BEGIN Listed records

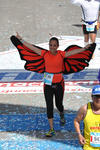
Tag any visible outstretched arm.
[65,44,90,57]
[74,105,87,145]
[16,32,42,55]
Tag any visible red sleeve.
[59,50,66,58]
[41,50,47,57]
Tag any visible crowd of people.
[10,0,100,150]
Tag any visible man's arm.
[74,104,87,145]
[65,44,90,57]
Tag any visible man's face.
[92,95,100,109]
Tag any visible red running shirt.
[41,50,66,83]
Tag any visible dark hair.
[49,37,59,46]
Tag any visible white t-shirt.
[71,0,100,21]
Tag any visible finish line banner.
[0,69,99,94]
[0,81,99,94]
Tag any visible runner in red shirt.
[11,33,95,137]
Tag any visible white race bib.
[86,23,95,32]
[90,132,100,147]
[44,72,54,85]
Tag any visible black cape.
[10,35,96,74]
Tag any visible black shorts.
[82,24,97,34]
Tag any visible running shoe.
[45,129,55,137]
[60,112,66,126]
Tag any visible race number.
[44,72,54,85]
[90,132,100,147]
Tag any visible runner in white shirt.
[71,0,100,45]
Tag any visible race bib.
[86,23,95,32]
[90,132,100,147]
[44,72,54,85]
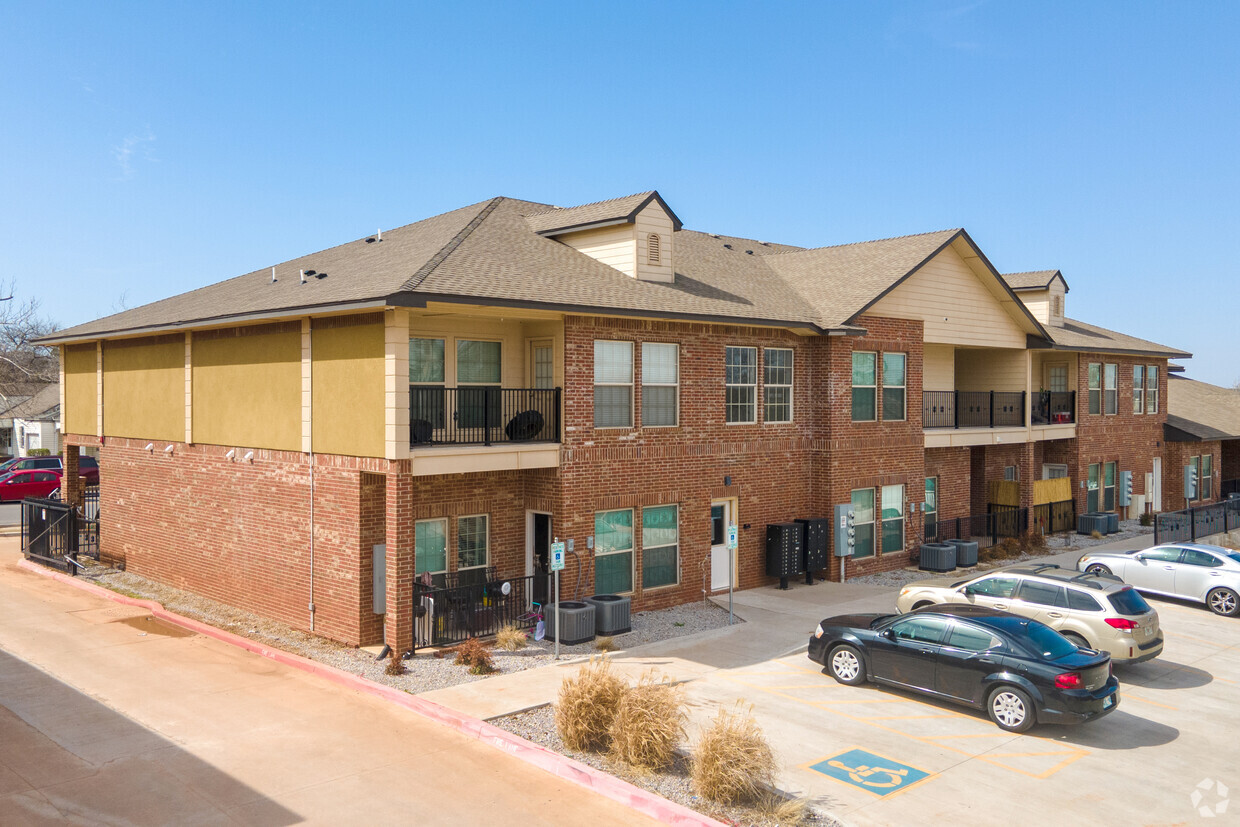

END Listed records

Set exercise → Please reproduce all of the rows above word for word, leaving out the pictures.

In response →
Tag any visible outstretched arm.
[65,44,90,57]
[74,105,87,145]
[16,32,42,55]
Tag any visible red sleeve.
[59,50,66,58]
[41,50,47,57]
Tag any visible crowd of people.
[10,0,100,150]
Tag any visible man's arm.
[74,104,87,145]
[65,44,90,57]
Tag any visible man's face.
[92,95,100,109]
Tag any visible red running shirt.
[41,50,66,83]
Tag any visible dark hair.
[49,37,59,46]
Tag any visible white t-shirt.
[71,0,100,21]
Tag any visible finish line banner.
[0,69,99,94]
[0,81,99,94]
Tag any visible runner in red shirt.
[11,33,95,137]
Tag any visible white race bib.
[86,23,95,32]
[90,132,100,147]
[44,72,54,85]
Tag any visible black cape.
[10,35,96,74]
Tag any visible black shorts.
[82,24,97,34]
Tag any visible running shoe.
[45,129,55,137]
[60,112,66,126]
Tag any visible race number.
[44,72,54,85]
[90,132,100,147]
Tag any visible runner in white shirt.
[71,0,100,45]
Tag any visible race bib.
[86,23,95,32]
[90,132,100,147]
[44,72,54,85]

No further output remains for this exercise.